# WHAT YOU NEED TO DO:
Edit the lines of the listing starting at the line that contains "segment --target balcony" and ending at the line that contains "25 32 L 21 31", replacing "mask" with "outline" and keeping everything else the same. Return only those lines.

— BEGIN —

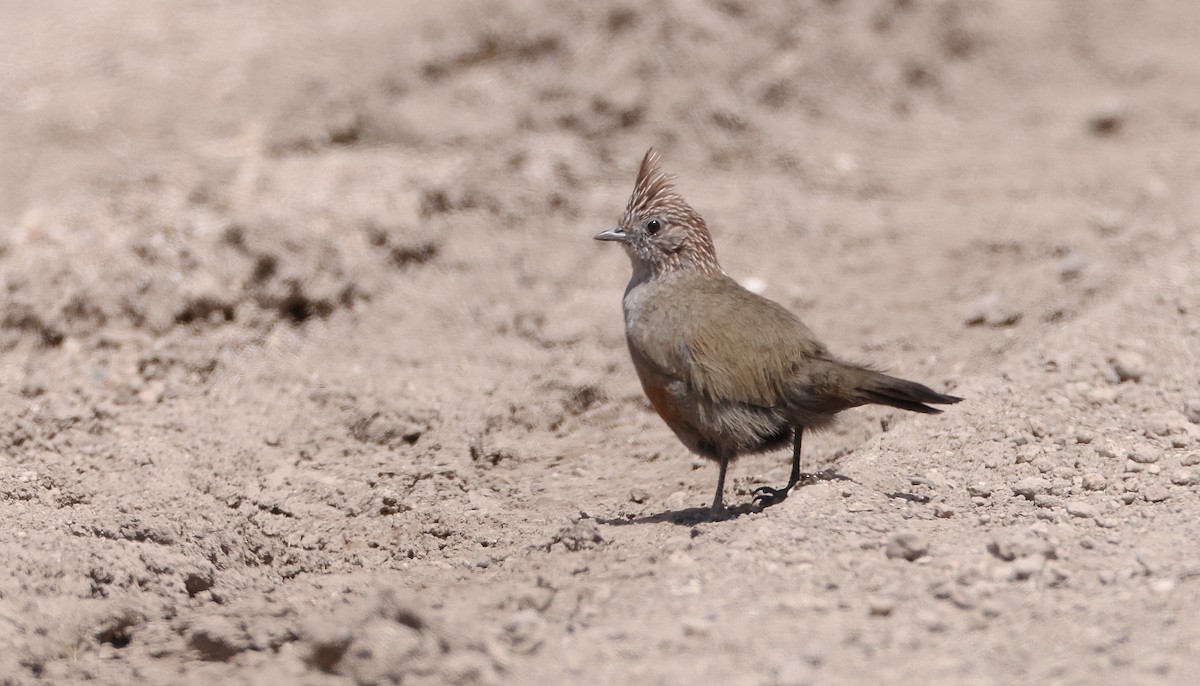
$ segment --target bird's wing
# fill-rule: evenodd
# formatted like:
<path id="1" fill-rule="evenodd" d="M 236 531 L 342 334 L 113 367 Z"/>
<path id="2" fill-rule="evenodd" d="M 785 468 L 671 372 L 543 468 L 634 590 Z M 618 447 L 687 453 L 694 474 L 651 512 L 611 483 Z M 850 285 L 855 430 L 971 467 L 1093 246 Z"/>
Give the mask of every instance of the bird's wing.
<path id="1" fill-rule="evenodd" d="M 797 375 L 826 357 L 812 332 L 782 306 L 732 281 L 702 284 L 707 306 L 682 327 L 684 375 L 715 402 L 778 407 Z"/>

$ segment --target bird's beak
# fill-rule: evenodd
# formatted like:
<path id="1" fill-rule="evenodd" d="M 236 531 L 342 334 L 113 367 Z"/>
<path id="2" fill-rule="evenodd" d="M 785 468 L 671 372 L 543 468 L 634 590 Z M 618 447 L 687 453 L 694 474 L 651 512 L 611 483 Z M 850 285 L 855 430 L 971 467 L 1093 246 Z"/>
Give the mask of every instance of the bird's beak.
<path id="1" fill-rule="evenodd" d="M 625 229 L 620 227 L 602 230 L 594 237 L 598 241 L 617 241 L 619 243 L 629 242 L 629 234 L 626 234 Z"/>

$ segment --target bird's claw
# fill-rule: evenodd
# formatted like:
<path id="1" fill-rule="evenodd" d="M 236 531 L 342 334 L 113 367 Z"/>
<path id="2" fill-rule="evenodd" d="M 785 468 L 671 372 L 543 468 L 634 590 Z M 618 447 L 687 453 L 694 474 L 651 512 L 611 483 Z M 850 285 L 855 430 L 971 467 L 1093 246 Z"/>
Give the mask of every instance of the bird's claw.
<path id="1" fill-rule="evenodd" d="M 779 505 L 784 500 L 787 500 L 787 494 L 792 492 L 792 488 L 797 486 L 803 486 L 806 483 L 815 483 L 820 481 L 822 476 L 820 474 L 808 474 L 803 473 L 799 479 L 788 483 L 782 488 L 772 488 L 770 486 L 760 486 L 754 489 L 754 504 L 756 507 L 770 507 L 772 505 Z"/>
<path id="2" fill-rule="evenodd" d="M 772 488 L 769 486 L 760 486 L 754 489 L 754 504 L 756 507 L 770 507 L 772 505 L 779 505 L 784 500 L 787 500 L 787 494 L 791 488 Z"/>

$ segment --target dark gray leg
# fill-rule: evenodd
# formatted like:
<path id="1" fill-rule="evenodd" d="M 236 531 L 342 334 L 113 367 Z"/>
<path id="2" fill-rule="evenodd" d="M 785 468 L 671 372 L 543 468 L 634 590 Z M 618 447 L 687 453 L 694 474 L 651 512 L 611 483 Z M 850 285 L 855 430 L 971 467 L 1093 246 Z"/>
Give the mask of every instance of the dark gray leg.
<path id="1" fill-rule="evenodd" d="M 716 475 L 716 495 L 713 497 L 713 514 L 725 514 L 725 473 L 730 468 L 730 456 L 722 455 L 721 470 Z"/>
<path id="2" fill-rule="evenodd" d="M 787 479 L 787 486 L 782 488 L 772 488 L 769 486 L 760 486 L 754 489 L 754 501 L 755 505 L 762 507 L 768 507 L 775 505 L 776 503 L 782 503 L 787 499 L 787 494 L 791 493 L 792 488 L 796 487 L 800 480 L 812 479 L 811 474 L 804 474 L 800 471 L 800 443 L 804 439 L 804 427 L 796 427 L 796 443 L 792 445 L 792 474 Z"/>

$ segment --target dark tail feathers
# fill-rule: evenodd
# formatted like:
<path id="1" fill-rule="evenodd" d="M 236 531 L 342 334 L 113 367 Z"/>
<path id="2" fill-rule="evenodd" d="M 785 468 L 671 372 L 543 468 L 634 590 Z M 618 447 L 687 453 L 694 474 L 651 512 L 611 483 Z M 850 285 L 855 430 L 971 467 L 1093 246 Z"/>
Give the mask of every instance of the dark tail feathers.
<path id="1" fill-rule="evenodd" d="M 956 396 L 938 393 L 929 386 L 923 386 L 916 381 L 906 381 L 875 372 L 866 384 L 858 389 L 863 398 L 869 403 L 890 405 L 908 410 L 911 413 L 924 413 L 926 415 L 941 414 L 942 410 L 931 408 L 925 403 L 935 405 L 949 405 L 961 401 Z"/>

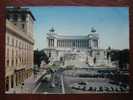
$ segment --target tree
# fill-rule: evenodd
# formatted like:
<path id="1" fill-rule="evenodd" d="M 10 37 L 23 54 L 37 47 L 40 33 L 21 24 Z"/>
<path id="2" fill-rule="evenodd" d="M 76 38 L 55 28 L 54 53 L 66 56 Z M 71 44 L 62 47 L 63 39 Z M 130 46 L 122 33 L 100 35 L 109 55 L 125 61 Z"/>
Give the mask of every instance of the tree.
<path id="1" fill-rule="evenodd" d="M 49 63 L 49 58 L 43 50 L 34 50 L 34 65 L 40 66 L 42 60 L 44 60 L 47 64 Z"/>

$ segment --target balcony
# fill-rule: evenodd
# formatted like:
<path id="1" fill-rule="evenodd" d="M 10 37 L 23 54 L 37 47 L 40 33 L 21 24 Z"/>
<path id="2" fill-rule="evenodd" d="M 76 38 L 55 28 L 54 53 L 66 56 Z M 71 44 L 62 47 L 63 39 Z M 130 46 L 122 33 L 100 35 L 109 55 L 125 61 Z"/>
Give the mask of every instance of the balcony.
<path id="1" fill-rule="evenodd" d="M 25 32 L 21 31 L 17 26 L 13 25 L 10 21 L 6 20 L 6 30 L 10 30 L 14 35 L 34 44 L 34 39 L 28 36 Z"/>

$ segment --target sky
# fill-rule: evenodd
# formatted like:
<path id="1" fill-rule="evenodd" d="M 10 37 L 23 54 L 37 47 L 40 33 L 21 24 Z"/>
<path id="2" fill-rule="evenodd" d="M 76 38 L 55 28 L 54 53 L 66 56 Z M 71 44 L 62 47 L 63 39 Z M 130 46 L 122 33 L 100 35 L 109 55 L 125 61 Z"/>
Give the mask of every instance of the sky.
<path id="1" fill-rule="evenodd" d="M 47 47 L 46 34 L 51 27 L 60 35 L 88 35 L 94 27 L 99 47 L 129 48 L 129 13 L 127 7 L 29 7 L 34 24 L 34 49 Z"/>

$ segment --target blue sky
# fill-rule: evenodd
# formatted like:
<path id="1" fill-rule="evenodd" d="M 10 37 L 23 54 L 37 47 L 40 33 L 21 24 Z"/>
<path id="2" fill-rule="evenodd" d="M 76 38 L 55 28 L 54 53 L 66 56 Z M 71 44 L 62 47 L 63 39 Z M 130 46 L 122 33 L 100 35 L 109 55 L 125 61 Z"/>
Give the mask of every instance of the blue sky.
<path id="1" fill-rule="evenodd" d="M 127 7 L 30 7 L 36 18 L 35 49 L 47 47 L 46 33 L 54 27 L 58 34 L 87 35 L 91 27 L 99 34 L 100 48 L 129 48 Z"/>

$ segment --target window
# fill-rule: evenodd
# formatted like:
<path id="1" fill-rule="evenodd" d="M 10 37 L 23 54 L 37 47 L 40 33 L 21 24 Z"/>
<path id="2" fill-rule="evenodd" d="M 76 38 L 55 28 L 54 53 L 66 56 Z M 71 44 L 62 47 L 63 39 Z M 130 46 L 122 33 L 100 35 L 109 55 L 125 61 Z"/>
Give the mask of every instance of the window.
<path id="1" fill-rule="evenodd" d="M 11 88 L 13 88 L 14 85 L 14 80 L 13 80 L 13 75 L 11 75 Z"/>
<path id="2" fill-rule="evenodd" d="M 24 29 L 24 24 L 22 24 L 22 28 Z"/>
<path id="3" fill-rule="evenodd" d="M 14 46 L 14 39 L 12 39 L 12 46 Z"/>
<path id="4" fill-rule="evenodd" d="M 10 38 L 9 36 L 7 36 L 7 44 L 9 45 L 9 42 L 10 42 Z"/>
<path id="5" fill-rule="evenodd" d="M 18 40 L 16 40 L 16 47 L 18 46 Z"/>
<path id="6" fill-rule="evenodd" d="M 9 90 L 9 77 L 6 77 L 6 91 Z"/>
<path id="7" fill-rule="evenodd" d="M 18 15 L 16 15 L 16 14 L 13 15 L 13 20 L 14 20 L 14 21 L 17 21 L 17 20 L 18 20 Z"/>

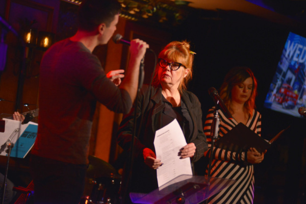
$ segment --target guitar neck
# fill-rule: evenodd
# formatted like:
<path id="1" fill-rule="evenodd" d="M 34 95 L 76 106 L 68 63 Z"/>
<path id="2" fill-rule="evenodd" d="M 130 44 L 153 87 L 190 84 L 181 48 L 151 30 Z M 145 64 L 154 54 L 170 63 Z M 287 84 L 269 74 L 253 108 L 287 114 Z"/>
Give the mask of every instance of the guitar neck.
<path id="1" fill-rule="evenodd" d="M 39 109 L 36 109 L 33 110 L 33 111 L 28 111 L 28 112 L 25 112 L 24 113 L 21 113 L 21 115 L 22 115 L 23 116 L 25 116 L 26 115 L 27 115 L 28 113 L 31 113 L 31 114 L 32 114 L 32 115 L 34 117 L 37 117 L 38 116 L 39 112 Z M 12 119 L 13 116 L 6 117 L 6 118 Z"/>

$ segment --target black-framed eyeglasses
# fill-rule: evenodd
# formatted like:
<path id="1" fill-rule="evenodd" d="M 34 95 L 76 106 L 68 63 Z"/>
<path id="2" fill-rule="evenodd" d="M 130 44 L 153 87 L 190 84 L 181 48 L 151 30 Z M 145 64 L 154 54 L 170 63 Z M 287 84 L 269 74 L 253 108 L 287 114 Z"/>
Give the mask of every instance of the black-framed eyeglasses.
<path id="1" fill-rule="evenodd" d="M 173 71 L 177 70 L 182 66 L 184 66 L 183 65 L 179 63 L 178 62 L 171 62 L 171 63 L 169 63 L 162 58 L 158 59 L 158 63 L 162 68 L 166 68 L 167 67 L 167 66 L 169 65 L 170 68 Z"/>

— END —
— BEGIN —

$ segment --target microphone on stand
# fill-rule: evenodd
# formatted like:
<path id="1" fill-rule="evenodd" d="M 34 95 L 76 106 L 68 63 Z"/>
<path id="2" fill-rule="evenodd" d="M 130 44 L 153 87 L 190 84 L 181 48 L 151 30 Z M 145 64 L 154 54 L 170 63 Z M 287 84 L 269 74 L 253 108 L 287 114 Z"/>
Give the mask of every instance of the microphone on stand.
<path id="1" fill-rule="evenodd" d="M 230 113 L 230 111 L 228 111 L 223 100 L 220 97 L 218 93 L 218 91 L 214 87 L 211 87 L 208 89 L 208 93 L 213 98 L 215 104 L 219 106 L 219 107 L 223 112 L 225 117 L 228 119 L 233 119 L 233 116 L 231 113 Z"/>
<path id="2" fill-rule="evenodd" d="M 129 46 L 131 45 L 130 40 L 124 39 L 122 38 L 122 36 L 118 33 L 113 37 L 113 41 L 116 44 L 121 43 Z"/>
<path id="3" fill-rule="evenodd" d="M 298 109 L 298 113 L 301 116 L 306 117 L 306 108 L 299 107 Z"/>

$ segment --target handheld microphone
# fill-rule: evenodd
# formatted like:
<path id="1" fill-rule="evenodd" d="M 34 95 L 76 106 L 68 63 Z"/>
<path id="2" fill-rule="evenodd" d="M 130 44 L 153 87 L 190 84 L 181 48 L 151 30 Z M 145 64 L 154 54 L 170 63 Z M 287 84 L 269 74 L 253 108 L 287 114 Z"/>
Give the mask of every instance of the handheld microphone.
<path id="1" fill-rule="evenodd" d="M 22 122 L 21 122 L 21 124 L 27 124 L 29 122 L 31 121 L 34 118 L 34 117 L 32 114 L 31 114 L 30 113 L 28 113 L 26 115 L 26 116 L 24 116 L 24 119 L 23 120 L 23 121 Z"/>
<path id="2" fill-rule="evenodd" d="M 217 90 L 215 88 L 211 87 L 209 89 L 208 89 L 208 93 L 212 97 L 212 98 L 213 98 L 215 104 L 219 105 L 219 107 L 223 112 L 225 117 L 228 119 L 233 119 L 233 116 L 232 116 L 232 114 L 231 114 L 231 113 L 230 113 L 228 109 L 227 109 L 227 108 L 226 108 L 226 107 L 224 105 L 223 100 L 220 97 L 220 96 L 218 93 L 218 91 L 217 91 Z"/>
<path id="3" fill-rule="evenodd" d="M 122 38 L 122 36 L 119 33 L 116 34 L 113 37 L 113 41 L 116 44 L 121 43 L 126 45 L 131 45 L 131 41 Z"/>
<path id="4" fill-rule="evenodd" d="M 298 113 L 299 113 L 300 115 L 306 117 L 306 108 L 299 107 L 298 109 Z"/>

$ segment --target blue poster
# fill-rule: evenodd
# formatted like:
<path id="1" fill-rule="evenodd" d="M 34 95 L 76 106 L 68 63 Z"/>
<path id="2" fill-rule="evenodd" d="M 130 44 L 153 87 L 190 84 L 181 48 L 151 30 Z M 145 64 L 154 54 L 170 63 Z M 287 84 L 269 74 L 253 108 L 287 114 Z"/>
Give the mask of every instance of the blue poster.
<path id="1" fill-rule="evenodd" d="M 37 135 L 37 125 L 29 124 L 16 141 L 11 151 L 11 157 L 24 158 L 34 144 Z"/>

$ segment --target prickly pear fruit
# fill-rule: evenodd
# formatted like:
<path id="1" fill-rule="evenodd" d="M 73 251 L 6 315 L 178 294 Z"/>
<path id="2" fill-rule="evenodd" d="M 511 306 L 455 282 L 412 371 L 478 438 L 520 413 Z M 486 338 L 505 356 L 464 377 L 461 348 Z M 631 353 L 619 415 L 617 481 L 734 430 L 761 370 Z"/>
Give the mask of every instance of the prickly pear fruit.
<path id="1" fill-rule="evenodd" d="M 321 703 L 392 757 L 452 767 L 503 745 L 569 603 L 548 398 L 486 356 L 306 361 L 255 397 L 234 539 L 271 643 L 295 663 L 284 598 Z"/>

— END —

# SOLUTION:
$ segment --target balcony
# fill-rule: evenodd
# formatted like:
<path id="1" fill-rule="evenodd" d="M 10 37 L 23 54 L 37 47 L 40 33 L 21 24 Z"/>
<path id="2" fill-rule="evenodd" d="M 76 38 L 55 28 L 54 53 L 66 56 Z M 71 44 L 62 47 L 63 39 Z M 130 46 L 122 33 L 100 35 L 109 55 L 125 61 Z"/>
Give the outline of every instance of the balcony.
<path id="1" fill-rule="evenodd" d="M 25 32 L 21 31 L 17 26 L 13 25 L 10 21 L 6 20 L 6 30 L 10 30 L 14 35 L 34 44 L 34 39 L 28 36 Z"/>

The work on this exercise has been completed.